WORK TO DO ▸ Render every line of the material below as a numbered list, skipping blank lines and omitting the pictures.

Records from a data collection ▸
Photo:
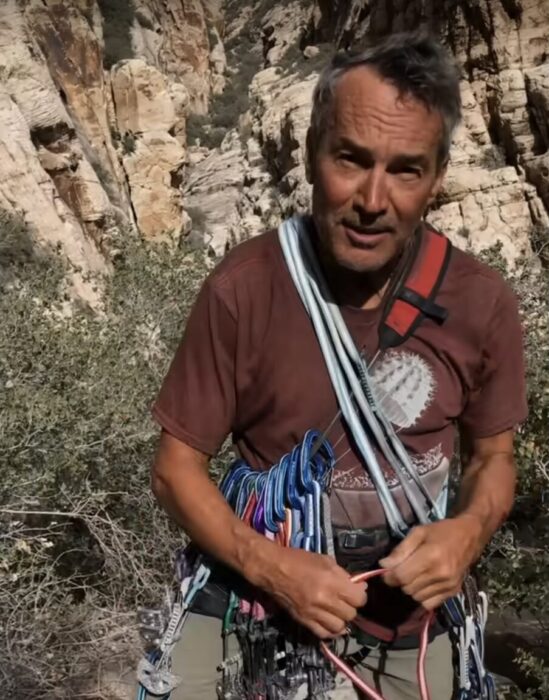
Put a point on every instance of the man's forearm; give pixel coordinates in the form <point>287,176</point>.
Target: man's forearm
<point>195,503</point>
<point>486,495</point>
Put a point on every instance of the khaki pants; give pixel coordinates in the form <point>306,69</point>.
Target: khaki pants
<point>392,673</point>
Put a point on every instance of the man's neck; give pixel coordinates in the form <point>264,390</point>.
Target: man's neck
<point>363,290</point>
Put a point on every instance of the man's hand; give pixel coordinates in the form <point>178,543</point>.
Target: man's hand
<point>315,591</point>
<point>431,563</point>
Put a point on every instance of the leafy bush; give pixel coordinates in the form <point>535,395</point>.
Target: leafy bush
<point>118,17</point>
<point>16,244</point>
<point>128,143</point>
<point>83,543</point>
<point>517,562</point>
<point>244,60</point>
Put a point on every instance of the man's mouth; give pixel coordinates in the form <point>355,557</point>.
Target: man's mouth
<point>365,235</point>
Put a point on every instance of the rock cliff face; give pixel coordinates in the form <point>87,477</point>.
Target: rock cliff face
<point>190,117</point>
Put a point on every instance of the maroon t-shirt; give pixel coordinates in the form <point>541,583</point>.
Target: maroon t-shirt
<point>250,365</point>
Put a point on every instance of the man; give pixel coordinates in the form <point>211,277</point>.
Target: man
<point>249,364</point>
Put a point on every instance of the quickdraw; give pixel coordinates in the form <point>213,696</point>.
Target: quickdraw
<point>289,505</point>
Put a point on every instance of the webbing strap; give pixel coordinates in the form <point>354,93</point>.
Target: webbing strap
<point>350,381</point>
<point>415,299</point>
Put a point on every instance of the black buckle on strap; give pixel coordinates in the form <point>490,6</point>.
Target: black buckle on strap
<point>426,306</point>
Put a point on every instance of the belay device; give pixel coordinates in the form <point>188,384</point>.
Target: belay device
<point>289,504</point>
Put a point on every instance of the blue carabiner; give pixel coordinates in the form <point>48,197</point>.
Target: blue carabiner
<point>269,500</point>
<point>305,474</point>
<point>317,512</point>
<point>258,519</point>
<point>279,504</point>
<point>232,478</point>
<point>246,486</point>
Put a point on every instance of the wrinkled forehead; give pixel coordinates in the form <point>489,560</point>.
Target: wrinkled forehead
<point>372,111</point>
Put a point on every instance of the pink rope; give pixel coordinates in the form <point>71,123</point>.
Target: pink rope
<point>354,678</point>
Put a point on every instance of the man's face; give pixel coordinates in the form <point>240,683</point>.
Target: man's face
<point>374,171</point>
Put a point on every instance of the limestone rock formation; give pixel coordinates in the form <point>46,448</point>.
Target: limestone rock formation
<point>97,106</point>
<point>146,117</point>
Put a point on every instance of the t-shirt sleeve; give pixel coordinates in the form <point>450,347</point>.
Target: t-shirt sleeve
<point>196,403</point>
<point>499,401</point>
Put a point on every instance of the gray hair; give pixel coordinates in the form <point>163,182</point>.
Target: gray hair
<point>415,63</point>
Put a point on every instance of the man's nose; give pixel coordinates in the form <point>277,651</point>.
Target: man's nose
<point>374,192</point>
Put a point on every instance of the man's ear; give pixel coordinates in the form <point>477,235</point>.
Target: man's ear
<point>310,148</point>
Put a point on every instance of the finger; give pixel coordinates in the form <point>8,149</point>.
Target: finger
<point>334,625</point>
<point>426,581</point>
<point>433,596</point>
<point>420,569</point>
<point>407,547</point>
<point>318,630</point>
<point>354,594</point>
<point>341,609</point>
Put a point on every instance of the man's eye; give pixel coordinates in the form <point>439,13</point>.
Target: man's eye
<point>409,172</point>
<point>347,157</point>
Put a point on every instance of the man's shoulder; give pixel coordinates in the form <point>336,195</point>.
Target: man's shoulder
<point>254,257</point>
<point>476,275</point>
<point>475,292</point>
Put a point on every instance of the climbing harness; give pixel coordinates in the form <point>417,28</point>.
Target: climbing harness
<point>289,504</point>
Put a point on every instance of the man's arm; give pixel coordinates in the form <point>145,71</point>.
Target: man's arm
<point>312,587</point>
<point>431,562</point>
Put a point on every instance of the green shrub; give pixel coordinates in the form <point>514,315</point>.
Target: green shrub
<point>198,218</point>
<point>128,143</point>
<point>118,18</point>
<point>83,543</point>
<point>244,60</point>
<point>16,244</point>
<point>517,562</point>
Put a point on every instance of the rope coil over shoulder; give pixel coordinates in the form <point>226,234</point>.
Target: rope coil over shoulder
<point>289,504</point>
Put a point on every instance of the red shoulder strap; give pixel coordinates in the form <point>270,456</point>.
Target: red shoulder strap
<point>414,298</point>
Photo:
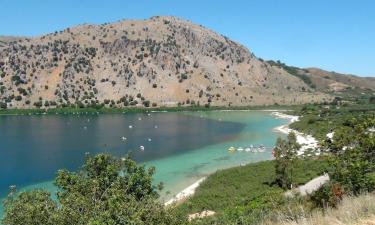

EXERCISE SOLUTION ▸
1. Photo:
2. Put a point on every instance of the man's forearm; give pixel coordinates in the form <point>287,176</point>.
3. Target: man's forearm
4. <point>195,503</point>
5. <point>486,495</point>
6. Put a point on every instance of the khaki pants; give pixel coordinates in the form <point>306,69</point>.
7. Target: khaki pants
8. <point>392,673</point>
9. Put a point on every instance of the man's neck; give pixel coordinates in the form <point>264,390</point>.
10. Target: man's neck
11. <point>363,290</point>
12. Put a point on every instance of the man's hand; give pixel coordinates in the form <point>178,543</point>.
13. Target: man's hand
14. <point>315,591</point>
15. <point>431,563</point>
16. Put a point on every instance of the leafy bush; give pixel coordinates in the form <point>535,395</point>.
17. Target: leafy bush
18. <point>118,17</point>
19. <point>16,244</point>
20. <point>128,143</point>
21. <point>83,543</point>
22. <point>517,562</point>
23. <point>244,60</point>
24. Put a point on every instance of the man's mouth; give pixel coordinates in the form <point>355,557</point>.
25. Target: man's mouth
26. <point>365,235</point>
27. Put a point on every instance of the rock cliff face; give pixel coordinates in the form <point>87,477</point>.
28. Target: rock cliff face
29. <point>190,117</point>
30. Put a point on every instance of the maroon t-shirt; give pixel coordinates in the form <point>541,583</point>.
31. Target: maroon t-shirt
32. <point>250,365</point>
33. Put a point on every instance of the man; give pixel coordinates in the form <point>211,277</point>.
34. Target: man
35. <point>249,364</point>
36. Put a point on every instance of the quickdraw; give pixel coordinates in the form <point>213,696</point>.
37. Target: quickdraw
38. <point>289,505</point>
39. Put a point on every instance of the webbing strap; give pixel coordinates in the form <point>354,93</point>.
40. Target: webbing strap
41. <point>350,381</point>
42. <point>415,299</point>
43. Put a point on every instance of the black buckle on strap; give pixel coordinates in the form <point>490,6</point>.
44. Target: black buckle on strap
45. <point>426,306</point>
46. Put a point on every instance of the belay device; give pixel coordinates in the form <point>188,384</point>.
47. Target: belay device
48. <point>289,504</point>
49. Put a point on every instance of the blue carabiner; give pixel coordinates in the form <point>48,197</point>.
50. Target: blue carabiner
51. <point>269,500</point>
52. <point>305,474</point>
53. <point>317,512</point>
54. <point>258,519</point>
55. <point>279,504</point>
56. <point>232,478</point>
57. <point>246,486</point>
58. Put a point on every instance of the wrinkled forehead; give pixel coordinates in the form <point>489,560</point>.
59. Target: wrinkled forehead
60. <point>372,111</point>
61. Put a point on every instance of the pink rope; give pixel coordinates in the form <point>71,123</point>.
62. Target: pink rope
63. <point>354,678</point>
64. Put a point on every instance of the man's face; give pixel coordinates in the form <point>240,683</point>.
65. Target: man's face
66. <point>374,171</point>
67. Put a point on every instance of the limestone rock formation; give pixel coordinates in the form <point>46,448</point>.
68. Target: limestone rock formation
69. <point>97,106</point>
70. <point>146,117</point>
71. Put a point on every instance of the t-shirt sleeve; give pixel coordinates in the form <point>450,347</point>.
72. Target: t-shirt sleeve
73. <point>196,403</point>
74. <point>499,401</point>
75. Put a point on every instance of the gray hair; give pixel coordinates in the form <point>163,182</point>.
76. Target: gray hair
77. <point>415,63</point>
78. Put a point on every instance of the man's nose; give pixel coordinates in the form <point>277,651</point>.
79. Target: man's nose
80. <point>374,192</point>
81. Put a point on every instance of the man's ear; give pixel coordinates in the form <point>477,235</point>.
82. Target: man's ear
83. <point>310,148</point>
84. Put a point on every instance of the finger; give pixel coordinates in the form <point>8,149</point>.
85. Target: finger
86. <point>334,625</point>
87. <point>426,581</point>
88. <point>433,596</point>
89. <point>420,569</point>
90. <point>407,547</point>
91. <point>318,630</point>
92. <point>354,594</point>
93. <point>341,609</point>
94. Put a point on every instance of the man's eye; give pixel coordinates in the form <point>439,13</point>.
95. Target: man's eye
96. <point>409,172</point>
97. <point>347,157</point>
98. Put a point on every instance of the man's shoulder; give pixel coordinates in the form <point>336,195</point>.
99. Target: man's shoulder
100. <point>254,257</point>
101. <point>476,275</point>
102. <point>475,292</point>
103. Put a point on every instance of the climbing harness; give pixel coordinates in the form <point>417,28</point>.
104. Target: climbing harness
105. <point>289,504</point>
106. Put a point on every instance of the man's arm; give pixel coordinates in the form <point>145,71</point>.
107. Target: man's arm
108. <point>312,587</point>
109. <point>431,562</point>
110. Put a point on every instance of the green shrub; give pixel coordinates in the form <point>514,315</point>.
111. Target: green shrub
112. <point>198,218</point>
113. <point>128,143</point>
114. <point>118,18</point>
115. <point>83,543</point>
116. <point>244,60</point>
117. <point>16,244</point>
118. <point>517,562</point>
119. Put a point on every instance of the rope coil over shoulder; give pixel coordinates in the form <point>226,234</point>.
120. Target: rope coil over shoulder
121. <point>289,504</point>
122. Put a point on every instance of the red shoulder strap; give pixel coordinates in the form <point>270,456</point>.
123. Target: red shoulder strap
124. <point>414,298</point>
125. Photo:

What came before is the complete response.